## START SUPPLIED ENTRIES
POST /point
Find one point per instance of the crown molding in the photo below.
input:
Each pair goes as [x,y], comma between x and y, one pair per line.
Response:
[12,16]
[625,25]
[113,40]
## END SUPPLIED ENTRIES
## START SUPPLIED ENTRIES
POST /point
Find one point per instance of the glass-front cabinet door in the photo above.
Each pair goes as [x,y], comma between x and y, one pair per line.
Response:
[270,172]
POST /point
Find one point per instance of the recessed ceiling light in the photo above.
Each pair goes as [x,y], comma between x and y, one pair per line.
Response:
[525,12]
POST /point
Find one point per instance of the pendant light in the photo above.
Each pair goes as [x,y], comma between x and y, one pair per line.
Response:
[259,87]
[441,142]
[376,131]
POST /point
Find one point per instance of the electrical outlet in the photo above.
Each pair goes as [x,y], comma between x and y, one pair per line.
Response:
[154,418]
## END SUPPLIED ENTRIES
## START SUPPLIED ENTRIES
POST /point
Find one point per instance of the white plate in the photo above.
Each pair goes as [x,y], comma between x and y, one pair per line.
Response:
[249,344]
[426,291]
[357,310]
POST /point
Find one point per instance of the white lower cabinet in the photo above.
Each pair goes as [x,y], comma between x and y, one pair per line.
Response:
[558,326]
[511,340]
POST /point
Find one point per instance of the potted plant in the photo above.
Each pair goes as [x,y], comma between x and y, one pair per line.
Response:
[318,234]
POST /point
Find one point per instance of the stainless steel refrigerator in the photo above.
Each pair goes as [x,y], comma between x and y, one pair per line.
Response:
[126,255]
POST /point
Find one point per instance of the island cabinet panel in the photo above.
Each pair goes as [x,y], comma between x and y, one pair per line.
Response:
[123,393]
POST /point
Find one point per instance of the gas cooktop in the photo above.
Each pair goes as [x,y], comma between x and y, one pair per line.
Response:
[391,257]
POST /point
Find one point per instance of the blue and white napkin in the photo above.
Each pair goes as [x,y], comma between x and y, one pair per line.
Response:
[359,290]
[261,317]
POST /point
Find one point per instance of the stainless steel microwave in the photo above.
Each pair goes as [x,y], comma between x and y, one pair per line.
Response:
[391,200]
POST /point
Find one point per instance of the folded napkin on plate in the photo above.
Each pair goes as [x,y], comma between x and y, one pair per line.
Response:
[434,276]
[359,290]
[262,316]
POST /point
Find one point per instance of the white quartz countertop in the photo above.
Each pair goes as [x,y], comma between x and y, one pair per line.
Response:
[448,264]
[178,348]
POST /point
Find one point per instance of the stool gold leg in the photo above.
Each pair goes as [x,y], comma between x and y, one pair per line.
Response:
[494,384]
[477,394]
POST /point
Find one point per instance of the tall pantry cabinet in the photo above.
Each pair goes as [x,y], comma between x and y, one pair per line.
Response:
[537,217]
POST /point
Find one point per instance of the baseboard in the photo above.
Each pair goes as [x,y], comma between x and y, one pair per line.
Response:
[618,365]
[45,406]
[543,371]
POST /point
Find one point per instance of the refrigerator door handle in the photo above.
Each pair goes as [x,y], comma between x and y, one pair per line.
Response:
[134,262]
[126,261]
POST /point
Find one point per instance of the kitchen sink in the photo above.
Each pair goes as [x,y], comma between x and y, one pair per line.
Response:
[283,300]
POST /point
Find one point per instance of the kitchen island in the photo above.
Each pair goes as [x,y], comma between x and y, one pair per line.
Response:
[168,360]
## END SUPPLIED ENTRIES
- GOAL -
From the entries above, pull out every line that contains the word "plate" and list those lines.

- COMPLETED TASK -
Find one point per instance of the white plate in the photo above.
Find one point per instance of the folded napkin on plate in the photo above.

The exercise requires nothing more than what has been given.